Goal —
Put the entries from the line containing "the beige jacket?" through the line containing "20 196 L 138" into a numbered list, skipping any blank lines.

Supplied entries —
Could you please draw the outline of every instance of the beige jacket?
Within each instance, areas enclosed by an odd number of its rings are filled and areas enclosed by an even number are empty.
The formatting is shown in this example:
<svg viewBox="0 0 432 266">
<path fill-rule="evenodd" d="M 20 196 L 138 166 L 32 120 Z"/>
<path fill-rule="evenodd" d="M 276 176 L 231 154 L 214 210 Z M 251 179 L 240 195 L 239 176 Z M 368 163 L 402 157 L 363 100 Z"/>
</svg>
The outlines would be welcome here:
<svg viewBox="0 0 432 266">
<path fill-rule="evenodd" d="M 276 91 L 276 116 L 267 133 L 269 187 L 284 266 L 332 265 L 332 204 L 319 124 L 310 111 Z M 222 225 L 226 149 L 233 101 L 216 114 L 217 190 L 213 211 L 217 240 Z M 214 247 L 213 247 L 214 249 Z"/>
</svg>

* * *

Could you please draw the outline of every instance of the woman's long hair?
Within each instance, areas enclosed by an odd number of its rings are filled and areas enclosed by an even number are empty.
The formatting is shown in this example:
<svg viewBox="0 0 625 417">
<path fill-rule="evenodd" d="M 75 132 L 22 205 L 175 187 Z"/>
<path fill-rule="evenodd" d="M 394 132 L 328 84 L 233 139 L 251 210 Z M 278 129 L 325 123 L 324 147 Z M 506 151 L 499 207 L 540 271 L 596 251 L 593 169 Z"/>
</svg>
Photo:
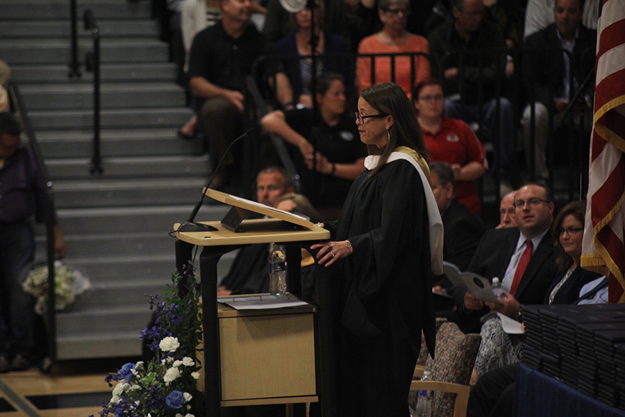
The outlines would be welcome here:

Written solution —
1. Could you please draw the outline of every instance of the beige jacket?
2. Within each instance, areas enclosed by an odd number of its rings are filled and areas enclosed by an even number are empty.
3. The formatting is shown in this example:
4. <svg viewBox="0 0 432 266">
5. <path fill-rule="evenodd" d="M 20 196 L 138 166 L 32 120 Z"/>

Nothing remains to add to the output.